* Your instructions
Could you extract the text of every record below word for word, leaving out the pictures?

#####

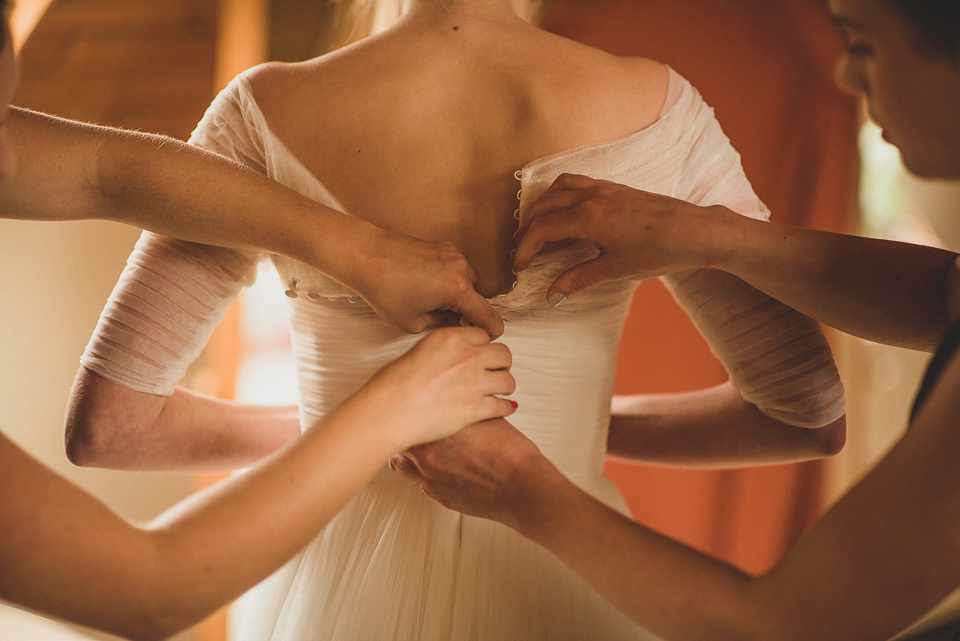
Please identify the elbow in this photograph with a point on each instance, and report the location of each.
(84, 438)
(100, 422)
(830, 439)
(153, 627)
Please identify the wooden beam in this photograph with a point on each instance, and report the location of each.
(24, 18)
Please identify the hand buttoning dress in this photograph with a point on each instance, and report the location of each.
(394, 565)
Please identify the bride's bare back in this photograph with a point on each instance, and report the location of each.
(421, 128)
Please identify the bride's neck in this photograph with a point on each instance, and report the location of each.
(444, 10)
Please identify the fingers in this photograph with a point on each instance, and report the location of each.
(476, 310)
(496, 356)
(496, 407)
(580, 277)
(551, 226)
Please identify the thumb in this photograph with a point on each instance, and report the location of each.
(475, 309)
(576, 279)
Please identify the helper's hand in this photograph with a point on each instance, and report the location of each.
(640, 235)
(450, 379)
(489, 470)
(416, 284)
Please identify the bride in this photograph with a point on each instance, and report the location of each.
(446, 126)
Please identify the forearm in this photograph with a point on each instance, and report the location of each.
(110, 426)
(69, 171)
(884, 291)
(67, 555)
(669, 588)
(714, 427)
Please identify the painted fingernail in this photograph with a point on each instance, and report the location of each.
(556, 298)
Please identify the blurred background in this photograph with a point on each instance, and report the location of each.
(766, 67)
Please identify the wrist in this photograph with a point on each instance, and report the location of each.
(380, 413)
(537, 500)
(726, 235)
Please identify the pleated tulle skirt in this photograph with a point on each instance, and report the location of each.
(395, 565)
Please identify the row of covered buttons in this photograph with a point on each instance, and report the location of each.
(516, 235)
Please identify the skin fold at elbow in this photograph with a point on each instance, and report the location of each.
(97, 423)
(830, 439)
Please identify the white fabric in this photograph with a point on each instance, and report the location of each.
(393, 564)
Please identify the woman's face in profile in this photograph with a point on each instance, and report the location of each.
(912, 94)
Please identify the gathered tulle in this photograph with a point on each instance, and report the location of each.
(395, 565)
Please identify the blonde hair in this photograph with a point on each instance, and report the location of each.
(363, 18)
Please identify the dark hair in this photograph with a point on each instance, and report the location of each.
(937, 22)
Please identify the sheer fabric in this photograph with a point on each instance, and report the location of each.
(393, 564)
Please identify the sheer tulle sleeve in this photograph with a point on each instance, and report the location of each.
(172, 293)
(776, 357)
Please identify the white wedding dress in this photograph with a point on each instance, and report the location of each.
(394, 565)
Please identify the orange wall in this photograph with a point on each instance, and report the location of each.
(766, 68)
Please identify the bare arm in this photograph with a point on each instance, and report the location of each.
(108, 425)
(72, 171)
(881, 557)
(885, 291)
(65, 554)
(714, 427)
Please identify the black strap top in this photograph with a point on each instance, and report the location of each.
(948, 347)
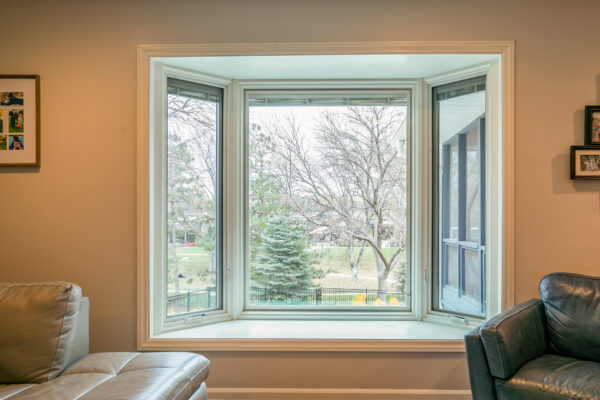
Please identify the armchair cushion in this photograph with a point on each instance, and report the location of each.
(552, 377)
(38, 325)
(514, 337)
(572, 306)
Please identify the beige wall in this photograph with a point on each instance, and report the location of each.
(74, 218)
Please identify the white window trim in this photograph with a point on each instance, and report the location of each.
(145, 339)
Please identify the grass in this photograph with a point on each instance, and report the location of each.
(193, 263)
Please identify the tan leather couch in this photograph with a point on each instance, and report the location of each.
(44, 345)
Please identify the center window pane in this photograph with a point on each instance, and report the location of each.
(327, 200)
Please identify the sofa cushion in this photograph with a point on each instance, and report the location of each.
(142, 376)
(572, 305)
(552, 377)
(37, 325)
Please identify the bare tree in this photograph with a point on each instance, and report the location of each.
(192, 171)
(349, 178)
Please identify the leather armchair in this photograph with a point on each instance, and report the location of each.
(541, 349)
(44, 346)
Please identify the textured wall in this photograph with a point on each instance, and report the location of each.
(74, 219)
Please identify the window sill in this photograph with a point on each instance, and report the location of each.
(350, 336)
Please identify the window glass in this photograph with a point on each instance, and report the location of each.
(193, 112)
(459, 134)
(327, 200)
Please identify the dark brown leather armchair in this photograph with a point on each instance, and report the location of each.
(541, 349)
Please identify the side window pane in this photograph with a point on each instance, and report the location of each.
(473, 200)
(459, 160)
(193, 197)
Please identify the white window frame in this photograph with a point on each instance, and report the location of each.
(493, 191)
(503, 241)
(409, 87)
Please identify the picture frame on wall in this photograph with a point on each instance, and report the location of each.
(585, 162)
(592, 125)
(19, 120)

#####

* Result
Please identify the elbow in this photograph with a point on each instance, and report the location of each.
(84, 438)
(100, 422)
(830, 439)
(153, 627)
Please identify the wooden beam in this photograph with a point on each instance, and report the location of each.
(24, 18)
Please identify the hand buttoning dress in this photograph with a point on each instance, and report the location of each.
(394, 565)
Please identify the bride's bare back in this photograph with a point on each instance, and report the location of each.
(421, 128)
Please identify the bride's neck in this photograph with a point on each instance, and report the location of each.
(444, 10)
Please identify the fingers in this photograph with a point on each instance, and report the location of each.
(476, 310)
(496, 356)
(496, 407)
(580, 277)
(551, 226)
Please identify the thumb in this photograph with a point on each instance, and report the location of each.
(475, 309)
(576, 279)
Please identify the helper's hand in this photograph with a point on each instance, and report the location of each.
(640, 235)
(450, 379)
(489, 470)
(416, 284)
Please identify the bride in this photograph with a point on each instance, and report the location of each.
(446, 126)
Please identify the forearm in this photograph with a point on each instance, and report the location of each.
(110, 426)
(69, 171)
(884, 291)
(67, 555)
(669, 588)
(714, 427)
Please identify the painted fingernail in this photograph with a point on each instance, and report the location of each.
(556, 298)
Please identify the blurred background in this photograph with a point on each instance, and report the location of each.
(766, 67)
Please identify the wrist in this photograph with a point on each instance, and report the location of each.
(380, 413)
(537, 500)
(726, 235)
Please identify the pleated tulle skirt in this photograph with a point on each instance, and report the location of each.
(395, 565)
Please identify the row of covered buttons in this photograph with a point on each instance, and report the location of each.
(516, 235)
Please identify the skin fold at elbow in this photograph with a point on each instance, and report the location of each.
(97, 423)
(830, 439)
Please identify the white fabric in this photograph with a point on each instance, and report the location of each.
(393, 564)
Please identify the woman's face in profile in this photograph with a point on each instance, and report the location of each.
(912, 94)
Please identify the gathered tulle in this photograph with a point on each instance, and report the location of each.
(395, 565)
Please identify the blonde hair in this photograph with a point on each instance, and report the location of each.
(363, 18)
Please identify the dark hair in this photograph with a point on each instance, and report the location of each.
(937, 22)
Please identify the sheer fabric in this photograph with a point on each instance, and report the location of each.
(393, 564)
Please identify the sheer tulle sleeve in this photograph with a point on each instance, and report the location of each.
(172, 293)
(776, 357)
Please identify the white wedding dress in this photograph with a point on each instance, and report the location of each.
(394, 565)
Please identify the orange wall in this photograph with a point on each instance, and report the location of each.
(766, 68)
Please identify the bare arm in this photograph with a point on each instance, and report the location of each.
(108, 425)
(72, 171)
(881, 557)
(885, 291)
(65, 554)
(714, 427)
Please identify the black strap top in this photograph with a point on each instance, and report the location of each.
(948, 347)
Please identify the armchair cushion in this photograph with a point on each instance, and report the location of each.
(552, 377)
(38, 325)
(514, 337)
(572, 306)
Please identify the beige wall in this photograph with a point on each instance, and report the location of each.
(74, 218)
Please identify the white window trim in this photograph with a point on each instance, and report the location of each.
(145, 339)
Please identify the grass in this photograph with a point on each instance, and report the location of each.
(193, 263)
Please identify the tan leather couch in this photograph with a point on each instance, and report the location of each.
(44, 345)
Please identify the center window pane in this photograph with a point on each instance, and report the location of each.
(327, 200)
Please identify the sofa cushion in this photograph with a point on each instance, and report the location of each.
(142, 376)
(572, 305)
(552, 377)
(37, 325)
Please identify the bare tree in this photograph with a point on each instance, and report the location of each.
(192, 171)
(349, 178)
Please identify the leather armchair in this photograph with a point on each instance, and report the location of each.
(541, 349)
(44, 346)
Please identify the textured wall in this photograph with a point on each instance, and report the location of each.
(74, 219)
Please identify the window sill in this photograph with a point on each instance, and report the location of each.
(350, 336)
Please identify the window glass in this photograph with a point on each instance, and report the location of each.
(193, 112)
(459, 134)
(327, 200)
Please identify the dark brown leather armchair in this photograph with a point on each instance, and report the location of each.
(541, 349)
Please identify the side window pane in this photograph with a point on each instance, and report the location of each.
(473, 200)
(459, 160)
(193, 197)
Please identify the white window frame in this photograph with a point on each instance, and report the location of each.
(493, 191)
(503, 241)
(409, 87)
Please identify the picture frame on wall in this photograph with a point on each instance, and report the location of each.
(585, 162)
(592, 125)
(19, 120)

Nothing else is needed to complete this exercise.